## [Given passage]
..............................

Why does python not have a mechanism for data hiding?

Tue Jun 3 14:29:13 EDT 2008

On Jun 3, 11:02 am, Richard Levasseur <richard... at gmail.com> wrote:
> On Jun 3, 3:07 am, "BJörn Lindqvist" <bjou... at gmail.com> wrote:
>
>
>
> > On Mon, Jun 2, 2008 at 10:50 PM, Russ P. <Russ.Paie... at gmail.com> wrote:
> > > On Jun 2, 6:41 am, Carl Banks <pavlovevide... at gmail.com> wrote:
>
> > >> You are not realizing that only useful(**) thing about data hiding is
> > >> that some code has access to the data, other code does not.  If you
> > >> "hide" data equally from everyone it's just a useless spelling change.
>
> > > I think you're missing the point.
>
> > > As I see it, the primary value of data hiding is that it provides
> > > useful information on which data and methods are intended for the
> > > client and which are intended for internal use. It's like putting a
> > > front panel on a TV set with the main controls intended for the
> > > viewer.
>
> > Here's my two cents. First of all, a TV is a bad analogy compared to
> > reusable software libraries. Really bad analogy. A TV is a horribly
> > complicated device which has to be dumbed down because otherwise it
> > would be to hard to use for ordinary people.
>
> > A software developers relation to a third party library is more
> > similar to a TV repair man trying to repair a TV than to a random
> > person watching TV. For a repair man, the front panel is just useless
> > and in the way.
>
> > Oh, and to continue on the TV analogy, one of the reason why a TV is
> > complicated is because its interface is totally different from its
> > implementation. Channels are just a bad abstraction for tuning the
> > receiver to different frequencies and for switching inputs. Merely
> > using a TV doesn't teach you anything about how it actually works.
>
> > KISS: Keep It Simple Stupid. And it is always simpler to not implement
> > the gunk needed for data hiding than to do it. By keeping things
> > simple you keep your code easy to implement, easy to understand and
> > easy to reuse.
>
> > Data hiding sacrifices implementation simplicity supposedly to make
> > the interface simpler and to keep backwards compatibility. It allows
> > you to change implementation details without affecting the
> > interface. But do you really want to do that? Consider this silly Java
> > example:
>
> >     class Foo {
> >         private int bar;
> >         public int getBar() {
> >             return bar;
> >         }
> >     };
>
> > Then for some reason you decide that hm, "bar" is not a good attribute
> > name so you change it to "babar". And you can do that without changing
> > the public interface! Woho! So now you have a public getter named
> > "getBar" that returns an attribute named "babar". That's in reality
> > just bad and whoever is maintaining the implementation is going to be
> > annoyed that the getters name doesn't match the attribute name.
>
> > What would have happened without data hiding? Renaming the public
> > attribute "bar" to "babar" probably cause some grief for someone
> > reusing your library, but you would keep your implementation pure.
>
> > What about semantic changes? Data hiding doesn't protect you against
> > that, so you'll have to change your interface anyway. The interface
> > for a car hasn't changed much in the last 100 years, but the
> > implementation has. How easy is it to repair a car nowadays compared
> > to 30 years ago?

..............................

## [Information given]

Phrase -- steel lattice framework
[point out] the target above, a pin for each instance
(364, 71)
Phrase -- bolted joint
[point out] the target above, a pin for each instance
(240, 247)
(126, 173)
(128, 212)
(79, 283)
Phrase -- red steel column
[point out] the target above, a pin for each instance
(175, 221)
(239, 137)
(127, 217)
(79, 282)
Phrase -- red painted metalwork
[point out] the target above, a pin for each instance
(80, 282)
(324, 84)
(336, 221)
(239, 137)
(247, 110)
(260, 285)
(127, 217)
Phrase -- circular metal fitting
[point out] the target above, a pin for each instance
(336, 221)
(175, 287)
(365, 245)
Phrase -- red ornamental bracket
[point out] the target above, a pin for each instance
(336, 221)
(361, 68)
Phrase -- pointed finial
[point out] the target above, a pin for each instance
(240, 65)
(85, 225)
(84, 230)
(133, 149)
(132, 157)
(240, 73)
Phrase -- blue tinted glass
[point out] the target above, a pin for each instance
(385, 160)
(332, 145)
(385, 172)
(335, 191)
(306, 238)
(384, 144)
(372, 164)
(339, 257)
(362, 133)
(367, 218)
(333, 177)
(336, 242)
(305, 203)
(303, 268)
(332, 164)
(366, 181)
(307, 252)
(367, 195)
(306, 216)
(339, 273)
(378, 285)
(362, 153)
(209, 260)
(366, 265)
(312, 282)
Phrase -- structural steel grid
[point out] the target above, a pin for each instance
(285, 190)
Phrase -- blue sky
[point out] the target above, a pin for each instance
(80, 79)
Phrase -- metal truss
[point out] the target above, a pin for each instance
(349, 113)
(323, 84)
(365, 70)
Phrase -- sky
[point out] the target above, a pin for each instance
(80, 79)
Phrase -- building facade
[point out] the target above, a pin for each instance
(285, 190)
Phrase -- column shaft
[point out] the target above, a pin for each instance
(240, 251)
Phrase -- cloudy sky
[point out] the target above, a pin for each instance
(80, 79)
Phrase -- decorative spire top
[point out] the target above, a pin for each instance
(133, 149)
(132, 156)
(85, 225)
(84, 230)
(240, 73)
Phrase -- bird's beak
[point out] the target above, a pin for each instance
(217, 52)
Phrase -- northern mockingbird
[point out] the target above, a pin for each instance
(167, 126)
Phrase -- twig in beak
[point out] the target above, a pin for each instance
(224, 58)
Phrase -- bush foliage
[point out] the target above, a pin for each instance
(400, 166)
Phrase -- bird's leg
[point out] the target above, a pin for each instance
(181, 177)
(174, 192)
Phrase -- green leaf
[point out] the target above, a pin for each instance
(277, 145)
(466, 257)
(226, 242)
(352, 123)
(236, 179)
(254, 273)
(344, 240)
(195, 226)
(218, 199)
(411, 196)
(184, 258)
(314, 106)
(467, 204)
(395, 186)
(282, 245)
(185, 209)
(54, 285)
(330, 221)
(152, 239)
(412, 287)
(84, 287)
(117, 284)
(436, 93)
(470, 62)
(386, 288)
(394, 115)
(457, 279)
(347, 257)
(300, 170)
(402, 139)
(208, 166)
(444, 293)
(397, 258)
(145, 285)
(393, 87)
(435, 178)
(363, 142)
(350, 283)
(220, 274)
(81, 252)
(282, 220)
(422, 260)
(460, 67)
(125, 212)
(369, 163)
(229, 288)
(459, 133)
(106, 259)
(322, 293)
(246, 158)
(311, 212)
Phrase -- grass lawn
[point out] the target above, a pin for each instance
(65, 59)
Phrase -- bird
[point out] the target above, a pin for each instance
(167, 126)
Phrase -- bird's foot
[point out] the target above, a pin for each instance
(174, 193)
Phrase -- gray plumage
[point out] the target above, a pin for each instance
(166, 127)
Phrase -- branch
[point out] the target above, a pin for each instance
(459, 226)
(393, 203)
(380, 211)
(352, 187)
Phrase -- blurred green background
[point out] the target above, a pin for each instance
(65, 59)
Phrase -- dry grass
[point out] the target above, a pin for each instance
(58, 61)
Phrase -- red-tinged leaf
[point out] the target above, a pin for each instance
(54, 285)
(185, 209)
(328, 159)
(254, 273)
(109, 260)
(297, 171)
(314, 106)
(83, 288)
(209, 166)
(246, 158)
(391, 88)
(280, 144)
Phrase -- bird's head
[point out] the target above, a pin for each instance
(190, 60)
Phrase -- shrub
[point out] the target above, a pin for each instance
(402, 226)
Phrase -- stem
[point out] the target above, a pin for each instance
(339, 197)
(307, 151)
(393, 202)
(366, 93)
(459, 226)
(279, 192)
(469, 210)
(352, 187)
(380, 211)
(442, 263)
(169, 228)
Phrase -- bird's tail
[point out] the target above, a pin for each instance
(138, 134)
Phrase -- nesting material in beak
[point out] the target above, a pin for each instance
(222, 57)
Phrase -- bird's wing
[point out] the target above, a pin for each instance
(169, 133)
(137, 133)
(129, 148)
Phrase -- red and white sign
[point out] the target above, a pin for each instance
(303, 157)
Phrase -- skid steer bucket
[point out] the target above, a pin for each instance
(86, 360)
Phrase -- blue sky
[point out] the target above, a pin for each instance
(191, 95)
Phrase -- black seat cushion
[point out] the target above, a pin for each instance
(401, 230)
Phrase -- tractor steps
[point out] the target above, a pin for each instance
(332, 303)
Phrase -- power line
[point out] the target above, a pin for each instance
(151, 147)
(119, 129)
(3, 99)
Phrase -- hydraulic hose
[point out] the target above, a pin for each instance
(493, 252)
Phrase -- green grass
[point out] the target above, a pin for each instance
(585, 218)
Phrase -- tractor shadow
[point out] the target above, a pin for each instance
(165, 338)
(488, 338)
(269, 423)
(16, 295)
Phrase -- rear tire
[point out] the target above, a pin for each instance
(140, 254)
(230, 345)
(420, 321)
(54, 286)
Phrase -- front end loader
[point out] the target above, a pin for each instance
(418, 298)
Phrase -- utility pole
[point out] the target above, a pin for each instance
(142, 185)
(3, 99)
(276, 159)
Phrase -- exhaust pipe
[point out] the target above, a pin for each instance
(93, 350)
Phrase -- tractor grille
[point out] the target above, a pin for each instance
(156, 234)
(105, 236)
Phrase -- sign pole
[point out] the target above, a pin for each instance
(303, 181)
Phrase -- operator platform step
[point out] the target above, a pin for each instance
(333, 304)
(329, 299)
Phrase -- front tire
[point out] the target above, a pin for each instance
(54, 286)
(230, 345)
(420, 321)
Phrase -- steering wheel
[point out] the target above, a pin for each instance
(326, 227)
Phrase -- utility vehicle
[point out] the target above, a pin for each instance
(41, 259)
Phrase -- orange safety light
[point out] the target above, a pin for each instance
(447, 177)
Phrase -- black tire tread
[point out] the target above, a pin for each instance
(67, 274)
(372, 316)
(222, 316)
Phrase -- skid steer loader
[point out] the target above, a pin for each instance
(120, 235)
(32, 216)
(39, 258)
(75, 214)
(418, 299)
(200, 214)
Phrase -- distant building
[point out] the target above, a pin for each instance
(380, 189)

..............................

## [Problem set]
- A) From the forum thread on data hiding, reproduce the passage from "On Jun 3, 11:02" to "missing the point.".
- B) In the forum thread on data hiding, what does KISS stand for?

## [The replies]
- A)
On Jun 3, 11:02 am, Richard Levasseur <richard... at gmail.com> wrote:
> On Jun 3, 3:07 am, "BJörn Lindqvist" <bjou... at gmail.com> wrote:
>
>
>
> > On Mon, Jun 2, 2008 at 10:50 PM, Russ P. <Russ.Paie... at gmail.com> wrote:
> > > On Jun 2, 6:41 am, Carl Banks <pavlovevide... at gmail.com> wrote:
>
> > >> You are not realizing that only useful(**) thing about data hiding is
> > >> that some code has access to the data, other code does not.  If you
> > >> "hide" data equally from everyone it's just a useless spelling change.
>
> > > I think you're missing the point.

- B) Keep It Simple Stupid